## YOUR GOAL
In the lines below, switch each occurrence of "bounding box" to "rectangle" and write out all the lines again with nothing else changed.
>> Start
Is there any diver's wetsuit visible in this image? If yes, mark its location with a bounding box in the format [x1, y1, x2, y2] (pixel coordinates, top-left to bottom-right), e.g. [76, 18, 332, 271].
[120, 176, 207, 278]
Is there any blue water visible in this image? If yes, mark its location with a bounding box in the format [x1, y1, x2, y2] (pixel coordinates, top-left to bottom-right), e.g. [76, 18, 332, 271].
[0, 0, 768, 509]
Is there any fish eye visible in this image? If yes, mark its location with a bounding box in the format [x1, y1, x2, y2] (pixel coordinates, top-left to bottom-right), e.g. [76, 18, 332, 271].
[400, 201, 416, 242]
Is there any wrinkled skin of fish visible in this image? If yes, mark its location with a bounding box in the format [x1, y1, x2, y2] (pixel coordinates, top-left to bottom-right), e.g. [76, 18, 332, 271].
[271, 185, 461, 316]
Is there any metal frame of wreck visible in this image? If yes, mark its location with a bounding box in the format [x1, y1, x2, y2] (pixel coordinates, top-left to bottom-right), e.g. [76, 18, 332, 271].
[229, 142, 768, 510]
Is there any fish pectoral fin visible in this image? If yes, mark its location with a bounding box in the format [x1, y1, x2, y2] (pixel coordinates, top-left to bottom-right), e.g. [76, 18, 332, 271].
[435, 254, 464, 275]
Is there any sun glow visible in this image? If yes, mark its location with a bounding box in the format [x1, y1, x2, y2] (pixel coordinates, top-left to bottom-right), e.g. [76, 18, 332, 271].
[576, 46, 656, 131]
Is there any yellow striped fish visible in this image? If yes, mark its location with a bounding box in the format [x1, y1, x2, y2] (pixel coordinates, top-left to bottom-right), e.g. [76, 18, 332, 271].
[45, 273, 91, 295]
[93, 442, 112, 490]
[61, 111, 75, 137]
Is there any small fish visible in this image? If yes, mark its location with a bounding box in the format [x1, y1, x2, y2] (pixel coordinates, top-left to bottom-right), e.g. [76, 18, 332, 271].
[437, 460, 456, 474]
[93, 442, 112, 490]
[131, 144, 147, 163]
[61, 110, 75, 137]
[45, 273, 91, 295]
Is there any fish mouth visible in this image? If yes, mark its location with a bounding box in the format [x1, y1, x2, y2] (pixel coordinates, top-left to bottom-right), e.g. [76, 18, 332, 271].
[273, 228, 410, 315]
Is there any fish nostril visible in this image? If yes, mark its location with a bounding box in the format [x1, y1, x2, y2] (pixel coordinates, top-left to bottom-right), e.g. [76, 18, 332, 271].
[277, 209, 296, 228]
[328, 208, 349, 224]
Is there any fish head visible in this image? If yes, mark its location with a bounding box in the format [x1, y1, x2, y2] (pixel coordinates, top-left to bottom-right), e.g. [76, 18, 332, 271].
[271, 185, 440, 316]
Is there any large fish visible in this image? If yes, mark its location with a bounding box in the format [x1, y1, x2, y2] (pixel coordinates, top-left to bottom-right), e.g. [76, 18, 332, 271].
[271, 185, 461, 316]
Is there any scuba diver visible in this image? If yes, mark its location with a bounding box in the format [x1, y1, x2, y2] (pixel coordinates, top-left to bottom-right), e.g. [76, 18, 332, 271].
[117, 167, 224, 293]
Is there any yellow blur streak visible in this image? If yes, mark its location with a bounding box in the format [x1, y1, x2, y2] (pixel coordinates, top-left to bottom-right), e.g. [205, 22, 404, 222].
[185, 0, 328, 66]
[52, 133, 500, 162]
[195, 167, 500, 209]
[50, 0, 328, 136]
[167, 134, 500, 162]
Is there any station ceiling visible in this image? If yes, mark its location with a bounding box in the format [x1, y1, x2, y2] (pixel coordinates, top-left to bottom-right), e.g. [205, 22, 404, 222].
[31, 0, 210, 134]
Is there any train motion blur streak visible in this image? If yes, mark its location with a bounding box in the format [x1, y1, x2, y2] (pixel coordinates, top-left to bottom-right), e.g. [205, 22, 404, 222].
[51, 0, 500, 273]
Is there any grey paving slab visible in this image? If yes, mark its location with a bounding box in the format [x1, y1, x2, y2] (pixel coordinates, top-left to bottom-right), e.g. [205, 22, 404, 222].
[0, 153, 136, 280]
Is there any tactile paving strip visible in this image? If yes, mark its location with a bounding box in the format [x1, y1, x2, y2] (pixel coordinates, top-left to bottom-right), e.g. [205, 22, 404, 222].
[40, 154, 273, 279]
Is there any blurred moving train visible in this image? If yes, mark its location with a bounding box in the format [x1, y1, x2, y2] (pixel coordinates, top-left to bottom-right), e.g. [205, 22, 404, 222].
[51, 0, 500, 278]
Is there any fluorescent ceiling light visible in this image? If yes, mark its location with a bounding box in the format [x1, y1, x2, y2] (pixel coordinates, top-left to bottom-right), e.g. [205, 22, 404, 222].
>> End
## ANSWER FOR THE TASK
Is there any diver's wetsuit visible in this image? If yes, mark its location with a rectangle in the format [x1, y1, x2, y2] (pixel coordinates, top-left to bottom-right), e.g. [76, 18, 332, 271].
[120, 176, 207, 278]
Is there any blue water visible in this image? If yes, mark its location with a rectangle in the format [x1, y1, x2, y2] (pixel coordinates, top-left to bottom-right), e.g. [76, 18, 332, 271].
[0, 0, 768, 509]
Is there any fish eye visible in this image? If yes, mark its location with a rectangle in the format [x1, y1, x2, y2] (pixel coordinates, top-left to bottom-right), e.g. [76, 18, 332, 271].
[400, 201, 416, 242]
Is there any wrinkled skin of fish visible in this image? If yes, mark its location with a rectangle in the format [x1, y1, x2, y2] (pixel coordinates, top-left to bottom-right), e.g. [76, 18, 332, 271].
[271, 185, 461, 316]
Is there any metal frame of wreck visible in this image? If yes, mark its location with a rectangle in the format [x1, y1, x2, y2] (pixel coordinates, top-left to bottom-right), e.g. [76, 18, 332, 271].
[229, 142, 768, 510]
Is there any fish pectoral fin visible in this image? If yes, mark its location with a rectangle in the format [x1, y1, x2, y2] (pixel coordinates, top-left to bottom-right), e.g. [76, 18, 332, 271].
[435, 254, 464, 275]
Is there any sun glow visible in this image? If yes, mark its location with a rectangle in the format [x1, y1, x2, y2] (pixel coordinates, top-left to bottom-right), e.g. [76, 18, 332, 271].
[576, 46, 656, 131]
Is there any yellow striped fish visible in this image? If yes, mark its location with a rectangle in the format [x1, y1, x2, y2] (pixel coordinates, top-left to bottom-right), e.g. [76, 18, 332, 271].
[45, 273, 91, 295]
[93, 442, 112, 490]
[61, 111, 75, 137]
Is there any small fish visible in this image? If yes, mark its location with a rectangle in the format [x1, y1, x2, y2] (pixel coordinates, top-left to bottom-right), e.g. [76, 18, 332, 271].
[437, 460, 456, 474]
[93, 442, 112, 490]
[131, 144, 147, 163]
[61, 110, 75, 137]
[45, 273, 91, 295]
Is there any fish mouth visible in this image? If yes, mark its location with a rectangle in the format [x1, y1, x2, y2] (pixel coordinates, top-left to bottom-right), e.g. [76, 18, 332, 271].
[273, 228, 410, 315]
Is there any fish nostril visible in this image? If yes, mark its location with a rectangle in the format [x1, y1, x2, y2] (pixel coordinates, top-left to bottom-right), e.g. [76, 18, 332, 271].
[277, 209, 296, 228]
[328, 208, 349, 224]
Is there any fish head visible in this image? If yes, mark its location with a rectangle in the format [x1, y1, x2, y2] (pixel coordinates, top-left to bottom-right), e.g. [76, 18, 332, 271].
[271, 185, 440, 316]
Is there any large fish visible in this image? If yes, mark its location with a rectangle in the format [x1, y1, x2, y2] (pixel coordinates, top-left to bottom-right), e.g. [76, 18, 332, 271].
[271, 185, 461, 316]
Is there any scuba diver visible in this image? If yes, mark its location with a rectangle in the format [x1, y1, x2, y2] (pixel coordinates, top-left to bottom-right), e.g. [76, 18, 332, 271].
[117, 167, 224, 293]
Is there any yellow blur streak visible in this image? If yes, mark its location with a rectangle in the format [x1, y1, x2, y2] (pixel coordinates, top-left to bottom-right), e.g. [205, 22, 404, 222].
[185, 0, 328, 66]
[52, 133, 500, 162]
[195, 167, 500, 209]
[50, 0, 328, 136]
[167, 134, 500, 162]
Is there any station ceiling visible in this image? If yes, mark its location with a rectangle in the format [x1, y1, x2, y2] (pixel coordinates, top-left to bottom-right), e.g. [205, 22, 404, 222].
[31, 0, 210, 134]
Is there any train motion blur streak visible in this image? If yes, mark its location with a rectangle in the format [x1, y1, x2, y2] (pixel coordinates, top-left to bottom-right), e.g. [205, 22, 404, 222].
[51, 0, 500, 273]
Is there any grey paving slab visible in this image? If yes, mark its location with a rectangle in the format [x1, y1, x2, y2] (pixel coordinates, top-left to bottom-right), e.g. [205, 22, 404, 222].
[0, 153, 136, 280]
Is there any tactile paving strip visible in this image? If yes, mark its location with a rectangle in the format [x1, y1, x2, y2] (pixel coordinates, top-left to bottom-right), e.g. [205, 22, 404, 222].
[40, 154, 273, 279]
Is there any blurred moving train visible in this image? If yes, mark its location with a rectangle in the format [x1, y1, x2, y2] (pixel coordinates, top-left to bottom-right), e.g. [205, 22, 404, 222].
[51, 0, 500, 278]
Is there any fluorescent ceiling light visible in this image? If yes, mark its location with a rectangle in the format [x1, y1, x2, y2] (pixel coordinates, top-left to bottom-right), e.g. [205, 22, 404, 222].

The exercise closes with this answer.